What to produce: Please repeat, word for word, the part of the paranamer build discussion starting at "This is what" and ending at "take entire directories.".

Text segment:
Doug, I think you pin-pointed the heart of the build issue, though, and my understanding of it was wrong. Specifically:
[Paranamer] only needs to run it on Java interfaces used as protocols, a set that intersects generated code, but is neither a proper superset nor subset.
This is what I hadn't internalized. Currently, paranamer only runs on generated test code, because that's the only place where we use an interface as a protocol in the code base. Would you agree that we should change the build so that paranamer runs only on the set of files that we need it to run on? I'm not quite sure how to make that happen, actually, since the ParanamerGeneratorTask seems to take entire directories.
Here's the paranamer source I was looking at:
If we can separate out the files that paranamer runs on, then since they're already enumerated in the build, I can figure out how to make Eclipse understand them.
How do you think it best to move forward? Write a paranamer macro that copies one file out of a tree into a parallel temporary tree, works on it, and pushes it back? Something way more clever?
Some misgivings about paranamer
This discussion has given me some misgivings about first generating Java code, and then running paranamer on it. If we're generating code, can't we just generate the parameter information and stuff it into a static field in the interface, and be done with it? (We can, in fact, even use their interface and add __PARANAMER_DATA, so that there's only one read path.) People with trivial build systems will want to punt, generate the code with a command-line tool once, check in the generated code as if it's their own, and be done with it. (Checking in of generated code happens a lot with Thrift, in part because Thrift has, in the past, been recalcitrant to build.) But that's not enough: they also have to run paranamer on it, at which point they're checking in .class files, and that's not nice. More advanced users will generate code from schemas at build-time. Some of those people will be doing so with Eclipse... I'm a little worried that we're imposing more hoops on those people than they deserve.
Anyway, that's neither here nor there for Eclipse support. I think it'll get worked out as we build some tutorials of how to use Avro.
You asked some specific questions about Eclipse; I've done my best to answer below. Sorry it's so wordy.
[You] don't want Eclipse to compile everything via Ant (my first choice) [because] this would somehow disable lots of Eclipse awesomeness. Is that right?
Yep, that's right. Part of that awesomeness is speed (calling out to ant is slower), and part of that is that Eclipse's native compiler integrates with the editor and the debugger.
can Eclipse actually not handle multiple source trees that share a classes directory?
The Eclipse background
The problem is a bit more nuanced than that. It doesn't like the overlap of "sources" and "libraries". "Sources" are directories with a Java source tree, and "libraries" are either classes/ directories or jar files. The classes/ directory which comes from sources doesn't get included in the configuration--Eclipse prefers to compile to classes itself. (Eclipse is configured to build the .classes tree in .eclipse/something-or-other, and I don't want to colocate that with where ant builds it, because I want to very explicitly avoid at all costs accidentally packaging something compiled by Eclipse.)

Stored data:
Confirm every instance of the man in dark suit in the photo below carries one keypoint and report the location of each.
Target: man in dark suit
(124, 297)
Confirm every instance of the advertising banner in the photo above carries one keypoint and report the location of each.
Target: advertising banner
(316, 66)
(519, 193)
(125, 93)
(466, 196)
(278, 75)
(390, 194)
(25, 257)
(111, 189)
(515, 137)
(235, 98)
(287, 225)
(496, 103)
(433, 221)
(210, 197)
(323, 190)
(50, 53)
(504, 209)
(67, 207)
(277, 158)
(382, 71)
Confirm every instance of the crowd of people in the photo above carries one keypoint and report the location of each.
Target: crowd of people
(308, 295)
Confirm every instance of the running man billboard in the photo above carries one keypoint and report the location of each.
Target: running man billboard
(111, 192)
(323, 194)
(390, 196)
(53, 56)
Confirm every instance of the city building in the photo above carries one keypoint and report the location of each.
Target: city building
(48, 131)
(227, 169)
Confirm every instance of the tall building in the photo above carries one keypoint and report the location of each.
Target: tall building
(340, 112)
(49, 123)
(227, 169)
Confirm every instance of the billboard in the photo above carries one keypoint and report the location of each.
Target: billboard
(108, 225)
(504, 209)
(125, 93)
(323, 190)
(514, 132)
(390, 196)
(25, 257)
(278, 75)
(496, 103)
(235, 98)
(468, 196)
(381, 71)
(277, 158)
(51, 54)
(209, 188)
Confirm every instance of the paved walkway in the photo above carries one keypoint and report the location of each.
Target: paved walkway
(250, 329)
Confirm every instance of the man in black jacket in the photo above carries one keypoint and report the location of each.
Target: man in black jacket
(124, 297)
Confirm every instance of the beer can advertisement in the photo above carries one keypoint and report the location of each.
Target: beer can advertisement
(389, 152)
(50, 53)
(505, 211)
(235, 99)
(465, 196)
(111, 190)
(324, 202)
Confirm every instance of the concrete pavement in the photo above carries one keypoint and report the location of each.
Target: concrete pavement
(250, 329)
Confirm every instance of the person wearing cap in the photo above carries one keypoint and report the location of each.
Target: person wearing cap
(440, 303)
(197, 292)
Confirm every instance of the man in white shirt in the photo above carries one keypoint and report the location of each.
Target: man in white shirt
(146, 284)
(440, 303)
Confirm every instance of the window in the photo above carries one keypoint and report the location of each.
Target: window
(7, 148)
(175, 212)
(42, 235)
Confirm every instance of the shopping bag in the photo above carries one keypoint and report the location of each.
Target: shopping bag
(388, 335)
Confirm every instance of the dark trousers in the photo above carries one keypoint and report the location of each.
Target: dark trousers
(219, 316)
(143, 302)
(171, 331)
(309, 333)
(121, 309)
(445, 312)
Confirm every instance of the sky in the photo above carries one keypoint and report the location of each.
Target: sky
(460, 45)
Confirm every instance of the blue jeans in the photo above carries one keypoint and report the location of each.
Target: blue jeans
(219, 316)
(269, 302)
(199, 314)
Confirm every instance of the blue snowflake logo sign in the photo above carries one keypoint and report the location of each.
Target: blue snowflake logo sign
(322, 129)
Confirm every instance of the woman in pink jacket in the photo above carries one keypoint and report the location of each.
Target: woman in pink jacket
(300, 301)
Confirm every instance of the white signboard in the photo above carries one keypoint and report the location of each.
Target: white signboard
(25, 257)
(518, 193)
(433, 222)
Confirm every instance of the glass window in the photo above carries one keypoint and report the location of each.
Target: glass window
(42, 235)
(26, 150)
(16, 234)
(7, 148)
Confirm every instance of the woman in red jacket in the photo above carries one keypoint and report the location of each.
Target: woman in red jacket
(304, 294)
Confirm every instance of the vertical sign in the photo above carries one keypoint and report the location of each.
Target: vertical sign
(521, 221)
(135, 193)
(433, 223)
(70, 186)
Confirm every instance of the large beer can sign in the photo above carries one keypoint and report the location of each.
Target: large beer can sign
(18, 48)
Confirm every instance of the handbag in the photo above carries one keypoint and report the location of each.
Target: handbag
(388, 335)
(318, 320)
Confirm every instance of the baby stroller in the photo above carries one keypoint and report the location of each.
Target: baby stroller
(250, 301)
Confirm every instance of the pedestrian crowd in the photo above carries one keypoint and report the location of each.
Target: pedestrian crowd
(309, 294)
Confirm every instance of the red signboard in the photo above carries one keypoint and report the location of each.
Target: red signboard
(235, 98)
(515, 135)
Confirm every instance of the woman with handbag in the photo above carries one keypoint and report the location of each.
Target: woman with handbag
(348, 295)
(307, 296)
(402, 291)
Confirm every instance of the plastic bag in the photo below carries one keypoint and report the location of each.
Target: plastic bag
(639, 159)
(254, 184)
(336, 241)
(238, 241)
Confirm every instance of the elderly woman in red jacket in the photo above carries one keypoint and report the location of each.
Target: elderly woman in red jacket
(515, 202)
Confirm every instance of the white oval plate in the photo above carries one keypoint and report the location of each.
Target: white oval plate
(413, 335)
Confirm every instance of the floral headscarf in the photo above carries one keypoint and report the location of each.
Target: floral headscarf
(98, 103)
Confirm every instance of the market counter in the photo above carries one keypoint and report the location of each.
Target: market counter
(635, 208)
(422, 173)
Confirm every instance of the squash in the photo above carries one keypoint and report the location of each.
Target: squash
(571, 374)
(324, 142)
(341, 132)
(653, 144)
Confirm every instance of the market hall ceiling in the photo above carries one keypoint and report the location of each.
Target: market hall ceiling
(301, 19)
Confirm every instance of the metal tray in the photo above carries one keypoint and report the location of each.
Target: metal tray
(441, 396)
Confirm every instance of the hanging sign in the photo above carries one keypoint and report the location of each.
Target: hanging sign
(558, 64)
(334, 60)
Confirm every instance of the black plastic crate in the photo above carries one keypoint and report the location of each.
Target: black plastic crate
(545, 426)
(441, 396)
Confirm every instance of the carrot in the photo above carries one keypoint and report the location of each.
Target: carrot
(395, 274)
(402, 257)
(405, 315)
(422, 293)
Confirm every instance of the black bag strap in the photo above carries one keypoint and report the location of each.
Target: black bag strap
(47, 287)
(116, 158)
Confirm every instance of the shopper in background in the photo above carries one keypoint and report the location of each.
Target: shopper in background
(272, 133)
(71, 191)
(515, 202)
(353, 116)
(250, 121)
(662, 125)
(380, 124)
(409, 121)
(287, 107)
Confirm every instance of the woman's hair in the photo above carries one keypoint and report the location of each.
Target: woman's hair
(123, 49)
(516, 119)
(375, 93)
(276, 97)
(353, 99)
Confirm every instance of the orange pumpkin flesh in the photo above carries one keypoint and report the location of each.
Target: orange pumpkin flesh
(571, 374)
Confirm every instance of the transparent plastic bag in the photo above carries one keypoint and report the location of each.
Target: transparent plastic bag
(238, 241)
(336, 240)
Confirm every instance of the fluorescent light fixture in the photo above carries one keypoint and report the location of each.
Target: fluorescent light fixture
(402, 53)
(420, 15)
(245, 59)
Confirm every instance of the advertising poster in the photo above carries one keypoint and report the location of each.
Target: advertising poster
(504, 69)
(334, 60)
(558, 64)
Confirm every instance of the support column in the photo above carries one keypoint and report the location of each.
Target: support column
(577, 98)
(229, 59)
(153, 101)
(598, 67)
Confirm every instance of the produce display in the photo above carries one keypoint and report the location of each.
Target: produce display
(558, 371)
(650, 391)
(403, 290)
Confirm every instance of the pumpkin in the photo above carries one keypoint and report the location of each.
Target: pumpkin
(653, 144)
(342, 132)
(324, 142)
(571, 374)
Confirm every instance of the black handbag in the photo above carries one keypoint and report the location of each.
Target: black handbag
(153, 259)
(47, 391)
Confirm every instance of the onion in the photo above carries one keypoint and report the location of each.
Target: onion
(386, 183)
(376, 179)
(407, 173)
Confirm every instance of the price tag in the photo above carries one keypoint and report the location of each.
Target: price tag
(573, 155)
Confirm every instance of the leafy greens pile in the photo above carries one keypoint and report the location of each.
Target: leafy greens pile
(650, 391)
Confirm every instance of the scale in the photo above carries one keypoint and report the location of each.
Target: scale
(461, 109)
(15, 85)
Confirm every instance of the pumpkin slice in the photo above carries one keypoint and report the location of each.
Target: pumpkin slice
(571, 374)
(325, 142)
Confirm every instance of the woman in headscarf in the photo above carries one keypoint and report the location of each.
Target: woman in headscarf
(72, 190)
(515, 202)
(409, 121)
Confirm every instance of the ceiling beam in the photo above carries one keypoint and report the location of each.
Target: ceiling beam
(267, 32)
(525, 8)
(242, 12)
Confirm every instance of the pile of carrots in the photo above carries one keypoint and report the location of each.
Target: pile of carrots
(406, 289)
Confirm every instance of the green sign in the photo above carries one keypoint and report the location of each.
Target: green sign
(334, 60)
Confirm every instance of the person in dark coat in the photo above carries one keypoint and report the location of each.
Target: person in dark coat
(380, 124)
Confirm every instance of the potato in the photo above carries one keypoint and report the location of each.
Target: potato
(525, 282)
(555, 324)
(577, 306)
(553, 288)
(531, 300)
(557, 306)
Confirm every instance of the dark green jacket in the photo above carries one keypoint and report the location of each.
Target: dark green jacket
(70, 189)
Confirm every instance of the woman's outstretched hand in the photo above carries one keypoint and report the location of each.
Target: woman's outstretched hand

Finished task:
This is what I hadn't internalized. Currently, paranamer only runs on generated test code, because that's the only place where we use an interface as a protocol in the code base. Would you agree that we should change the build so that paranamer runs only on the set of files that we need it to run on? I'm not quite sure how to make that happen, actually, since the ParanamerGeneratorTask seems to take entire directories.